PROBLEM: Return every one of the following items word for word, without changing anything.

INPUT MATERIAL:
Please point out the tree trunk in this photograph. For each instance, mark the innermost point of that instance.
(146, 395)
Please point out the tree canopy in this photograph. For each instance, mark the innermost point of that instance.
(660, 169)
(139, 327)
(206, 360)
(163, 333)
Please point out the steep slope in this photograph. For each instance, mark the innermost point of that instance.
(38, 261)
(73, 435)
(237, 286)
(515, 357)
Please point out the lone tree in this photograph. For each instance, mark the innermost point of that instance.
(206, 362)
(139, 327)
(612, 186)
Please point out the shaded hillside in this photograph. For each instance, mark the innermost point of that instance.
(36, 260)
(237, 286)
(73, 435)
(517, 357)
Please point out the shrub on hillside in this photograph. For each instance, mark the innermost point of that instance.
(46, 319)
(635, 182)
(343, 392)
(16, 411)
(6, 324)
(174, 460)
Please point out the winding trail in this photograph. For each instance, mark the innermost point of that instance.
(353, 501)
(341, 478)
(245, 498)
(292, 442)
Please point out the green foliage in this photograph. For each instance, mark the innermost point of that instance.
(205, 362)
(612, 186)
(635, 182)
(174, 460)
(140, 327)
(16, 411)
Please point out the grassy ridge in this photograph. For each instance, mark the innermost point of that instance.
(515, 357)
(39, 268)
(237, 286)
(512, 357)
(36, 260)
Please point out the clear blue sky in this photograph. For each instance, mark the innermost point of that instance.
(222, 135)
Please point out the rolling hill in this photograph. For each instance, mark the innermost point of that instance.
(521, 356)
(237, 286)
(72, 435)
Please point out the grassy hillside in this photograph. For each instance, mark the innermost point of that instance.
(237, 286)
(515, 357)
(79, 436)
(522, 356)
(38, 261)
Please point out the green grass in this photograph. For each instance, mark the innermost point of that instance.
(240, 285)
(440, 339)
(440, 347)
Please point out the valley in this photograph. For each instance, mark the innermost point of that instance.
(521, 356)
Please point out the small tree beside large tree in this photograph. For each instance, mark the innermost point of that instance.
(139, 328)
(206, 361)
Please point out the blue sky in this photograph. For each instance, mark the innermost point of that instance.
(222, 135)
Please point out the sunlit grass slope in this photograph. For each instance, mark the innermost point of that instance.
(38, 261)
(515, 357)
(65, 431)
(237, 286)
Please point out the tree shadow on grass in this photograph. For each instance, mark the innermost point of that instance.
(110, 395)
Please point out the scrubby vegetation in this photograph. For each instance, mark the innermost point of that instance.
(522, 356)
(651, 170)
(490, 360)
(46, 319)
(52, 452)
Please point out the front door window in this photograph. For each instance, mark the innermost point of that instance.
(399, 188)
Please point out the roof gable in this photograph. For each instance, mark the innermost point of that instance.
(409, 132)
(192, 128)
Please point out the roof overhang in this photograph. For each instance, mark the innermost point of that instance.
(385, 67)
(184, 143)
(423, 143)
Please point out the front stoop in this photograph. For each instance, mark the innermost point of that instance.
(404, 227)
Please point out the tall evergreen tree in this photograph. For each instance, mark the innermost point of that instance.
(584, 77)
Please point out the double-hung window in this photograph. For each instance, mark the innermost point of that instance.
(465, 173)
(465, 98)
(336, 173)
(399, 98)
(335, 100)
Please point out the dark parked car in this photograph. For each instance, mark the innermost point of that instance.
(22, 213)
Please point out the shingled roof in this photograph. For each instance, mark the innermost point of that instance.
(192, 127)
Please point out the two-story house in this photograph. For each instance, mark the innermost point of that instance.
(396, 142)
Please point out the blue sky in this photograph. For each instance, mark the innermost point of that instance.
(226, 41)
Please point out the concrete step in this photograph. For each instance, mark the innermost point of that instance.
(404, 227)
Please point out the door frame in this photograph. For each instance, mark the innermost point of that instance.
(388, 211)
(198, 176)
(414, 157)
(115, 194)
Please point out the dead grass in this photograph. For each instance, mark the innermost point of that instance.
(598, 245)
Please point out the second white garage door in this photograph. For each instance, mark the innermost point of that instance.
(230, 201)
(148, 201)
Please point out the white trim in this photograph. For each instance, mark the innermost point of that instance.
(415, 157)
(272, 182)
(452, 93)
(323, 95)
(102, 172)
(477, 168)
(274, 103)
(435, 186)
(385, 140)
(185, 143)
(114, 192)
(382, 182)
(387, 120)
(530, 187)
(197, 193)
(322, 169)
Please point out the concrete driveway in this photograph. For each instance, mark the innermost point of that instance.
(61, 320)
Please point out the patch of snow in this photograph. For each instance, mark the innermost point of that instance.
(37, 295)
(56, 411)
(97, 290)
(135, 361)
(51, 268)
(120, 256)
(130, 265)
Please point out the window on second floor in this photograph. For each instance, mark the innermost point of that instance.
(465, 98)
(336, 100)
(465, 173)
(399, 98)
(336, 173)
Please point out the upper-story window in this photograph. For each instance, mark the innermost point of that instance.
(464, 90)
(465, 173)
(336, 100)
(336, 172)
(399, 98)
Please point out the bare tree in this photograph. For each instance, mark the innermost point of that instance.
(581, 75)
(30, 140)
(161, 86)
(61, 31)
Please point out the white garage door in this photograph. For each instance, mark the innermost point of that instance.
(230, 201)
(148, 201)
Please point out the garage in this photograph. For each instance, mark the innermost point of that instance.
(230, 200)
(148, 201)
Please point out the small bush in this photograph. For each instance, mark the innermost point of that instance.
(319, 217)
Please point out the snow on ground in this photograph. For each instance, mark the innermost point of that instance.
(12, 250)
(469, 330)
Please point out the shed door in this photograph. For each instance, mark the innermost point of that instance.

RESULT BELOW:
Please point out the tree trunk in this photograph. For each instance, mark the innermost point of that instance.
(146, 395)
Please point out the tree canopy in this photograph. For each instance, mark the innermost point of that instance.
(660, 169)
(139, 327)
(206, 360)
(163, 333)
Please point out the steep slope in this photograph. For each instance, mark the innermost point of that instance.
(38, 261)
(73, 435)
(237, 286)
(515, 357)
Please point out the lone tree in this photograph. For each instance, mark the innermost point of that instance.
(206, 362)
(139, 327)
(612, 186)
Please point out the shaded hillside in this photograph. For each instance, mark the innermost point of that instance.
(36, 260)
(237, 286)
(73, 435)
(517, 357)
Please point out the shrub on hillside in this photograph. For each instance, mark the innermost point of that instance.
(46, 319)
(635, 182)
(343, 392)
(16, 411)
(6, 324)
(174, 460)
Please point out the winding trail in this photograph. For each instance, mark the innermost point of that instance.
(353, 501)
(341, 478)
(245, 498)
(292, 442)
Please point out the green foliage in this photograph. For each instance, mark the innermost point of that instance.
(205, 362)
(612, 186)
(635, 182)
(174, 460)
(140, 327)
(16, 411)
Please point out the grassy ridge in this photograph. For each instance, mark the innermost point of that instance.
(515, 357)
(39, 268)
(237, 286)
(512, 357)
(36, 260)
Please point out the clear blue sky in this photograph. For each instance, mark the innermost point of that instance.
(222, 135)
Please point out the rolling hill in this photograph. For each instance, mark the innermost point of that instance.
(521, 356)
(237, 286)
(72, 435)
Please point out the grassy hillside in this photograph. For each instance, mark the innermost point of that instance.
(237, 286)
(515, 357)
(79, 436)
(522, 356)
(38, 261)
Please point out the green grass in this photograph. For each instance, mark the innermost point of that instance.
(240, 285)
(440, 339)
(440, 347)
Please point out the valley in this photograph. For each instance, mark the innermost point of that instance.
(521, 356)
Please point out the small tree beside large tree in this photograph. For each instance, mark the innermost point of that instance.
(139, 328)
(206, 361)
Please point out the blue sky in this photograph. For each instance, mark the innermost point of that instance.
(222, 135)
Please point out the sunlit grass slope in this photograph. For each instance, mark the innermost point of that instance.
(38, 261)
(515, 357)
(65, 431)
(237, 286)
Please point out the tree shadow on grass in this photograph. For each instance, mark the innermost point of that instance.
(110, 395)
Please point out the scrubby vegetation in this photograph. For each instance, mark the innermost point of that instance.
(522, 356)
(651, 170)
(490, 360)
(46, 319)
(52, 452)
Please point out the front door window in this photograph. For each instance, mark the innermost point of that instance.
(399, 188)
Please point out the roof gable in this photograph. For each instance, mark the innermost point of that instance.
(409, 132)
(192, 128)
Please point out the roof overhang in this photograph. For each instance, mark the innermost point of that instance.
(385, 67)
(184, 143)
(423, 143)
Please point out the front stoop in this photograph. For each instance, mark the innermost point of that instance.
(404, 227)
Please point out the tall evergreen tree in this photograph. For each instance, mark the innermost point of that instance.
(584, 77)
Please point out the double-hung window in this photograph. For each instance, mark the innermost point of that instance.
(465, 173)
(465, 98)
(336, 173)
(399, 98)
(335, 100)
Please point out the dark parked car in this photograph. For each instance, mark the innermost point of that instance.
(22, 213)
Please point out the shingled roof in this photograph. For each instance, mark the innermost point of that instance.
(192, 127)
Please point out the two-story house in this photograph. For each instance, mark the innermost point of that instance.
(396, 142)
Please point out the blue sky in this photograph. For each instance, mark the innermost point of that instance.
(226, 41)
Please point out the concrete step in this photograph. For each instance, mark the innermost point of that instance.
(404, 227)
Please point out the door frame in this photograph. For each instance, mark the innermost point of that instance.
(388, 211)
(198, 176)
(414, 157)
(115, 194)
Please point out the dead grass in this photograph. For each instance, mark the innermost point of that instance.
(598, 245)
Please point out the second white garage door in this photograph. For each instance, mark the innermost point of that instance.
(230, 201)
(148, 201)
Please point out the white trim in this photograph. For each instance, mark the innermost point of that instance.
(415, 157)
(272, 182)
(452, 93)
(323, 95)
(102, 172)
(477, 168)
(274, 103)
(435, 186)
(385, 140)
(185, 143)
(114, 192)
(382, 182)
(387, 120)
(530, 187)
(197, 193)
(322, 169)
Please point out the concrete driveway in this photograph. For each instance, mark the innermost point of that instance.
(61, 320)
Please point out the patch of snow in this photograph. For each instance, mark the innermost point of that instance.
(37, 295)
(56, 411)
(97, 290)
(135, 361)
(51, 268)
(120, 256)
(130, 265)
Please point out the window on second floor in this photograph. For each instance, mark the innermost point of that instance.
(465, 98)
(336, 100)
(465, 173)
(399, 98)
(336, 173)
Please point out the upper-story window in this photograph. For each instance, mark the innermost point of that instance.
(464, 90)
(465, 173)
(336, 100)
(336, 172)
(399, 98)
Please point out the bare tree in this photograph. For each instance, mark the innermost point of that instance.
(581, 75)
(30, 140)
(161, 86)
(61, 31)
Please point out the white garage door in this photograph. For each instance, mark the innermost point of that instance.
(230, 201)
(148, 201)
Please point out the garage in this photograph. For each instance, mark the innermost point of that instance.
(230, 200)
(148, 201)
Please point out the small bush in this photograph. For each instance, mark the innermost point of that instance.
(319, 217)
Please point out the snow on ground in this photograph. For each instance, mark the innermost point of that instance.
(12, 250)
(469, 330)
Please point out the shed door in this photograph. For each instance, mark the innermost point of that instance.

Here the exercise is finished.